- _Objective_:
Reproduce the material below, starting at the line that contains "the man's knee" and ending at the end of the material, and shift each coordinate in the answers by adding 124 to it.

━━ Data listing ━━

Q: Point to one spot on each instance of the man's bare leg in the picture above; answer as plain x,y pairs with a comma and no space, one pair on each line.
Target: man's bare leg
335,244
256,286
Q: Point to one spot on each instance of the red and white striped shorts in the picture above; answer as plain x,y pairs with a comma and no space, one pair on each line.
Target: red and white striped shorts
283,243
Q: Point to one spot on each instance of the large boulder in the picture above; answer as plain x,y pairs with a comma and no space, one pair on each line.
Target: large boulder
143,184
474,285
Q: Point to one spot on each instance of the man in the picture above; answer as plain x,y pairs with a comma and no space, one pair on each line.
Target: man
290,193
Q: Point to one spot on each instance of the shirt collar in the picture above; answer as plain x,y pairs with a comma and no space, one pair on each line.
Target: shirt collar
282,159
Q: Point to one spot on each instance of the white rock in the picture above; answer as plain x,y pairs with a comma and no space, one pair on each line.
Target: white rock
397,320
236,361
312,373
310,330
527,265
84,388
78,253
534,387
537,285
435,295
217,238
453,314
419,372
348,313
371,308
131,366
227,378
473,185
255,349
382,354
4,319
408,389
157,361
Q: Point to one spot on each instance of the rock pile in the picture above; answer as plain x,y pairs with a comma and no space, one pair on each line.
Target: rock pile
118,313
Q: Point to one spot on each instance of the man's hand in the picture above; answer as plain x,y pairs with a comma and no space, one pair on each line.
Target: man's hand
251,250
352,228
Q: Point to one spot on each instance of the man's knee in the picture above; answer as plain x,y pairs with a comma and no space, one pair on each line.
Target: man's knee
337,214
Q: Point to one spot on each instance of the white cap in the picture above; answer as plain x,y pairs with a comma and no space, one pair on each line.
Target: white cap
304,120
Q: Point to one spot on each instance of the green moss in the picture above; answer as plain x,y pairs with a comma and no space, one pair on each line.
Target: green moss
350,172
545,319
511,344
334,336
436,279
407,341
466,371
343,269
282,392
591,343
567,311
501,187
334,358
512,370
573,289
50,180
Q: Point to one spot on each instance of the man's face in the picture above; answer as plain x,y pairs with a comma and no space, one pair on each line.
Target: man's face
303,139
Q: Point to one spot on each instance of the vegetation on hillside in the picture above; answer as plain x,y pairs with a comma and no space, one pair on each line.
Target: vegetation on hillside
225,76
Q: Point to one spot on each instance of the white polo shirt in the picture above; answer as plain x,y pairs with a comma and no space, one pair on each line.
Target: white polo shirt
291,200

━━━

- _Expected answer_:
Q: Point to one spot on each instance of the man's knee in the picture above; answer as plain x,y pairs with a comma and no space, one pair on each line.
Target: man's knee
461,338
Q: Point to one spot on each instance of the white cap in the picture above; answer as plain x,y pairs with a comma and no space, one pair on each line.
Target: white cap
428,244
Q: Point to one spot on each instance of the green moss in the picture above; answer as plain x,y pairs with a comma and no space, one pair on each line.
Target: green moss
474,296
669,443
635,468
458,460
560,403
531,465
590,495
467,393
406,516
715,467
691,435
625,311
458,482
636,494
697,413
174,304
Q: Point to one spot on each instance of the man's face in the picture above; answer as plain x,y pairs with a comma and no space, one pair on each line.
Target: man's face
427,263
Q: Point to one spot on each instance of the vegetation on hillside in the picture above; answer as plain x,y pairs with a comma and no space, one pair on each line.
Target: vegetation on hillside
349,200
Q: Point to one spot on each instance of the white polo shirt in the picture above; answer as plain x,y pairs with a comma and no space, one pair on each line.
Target: white polo shirt
415,324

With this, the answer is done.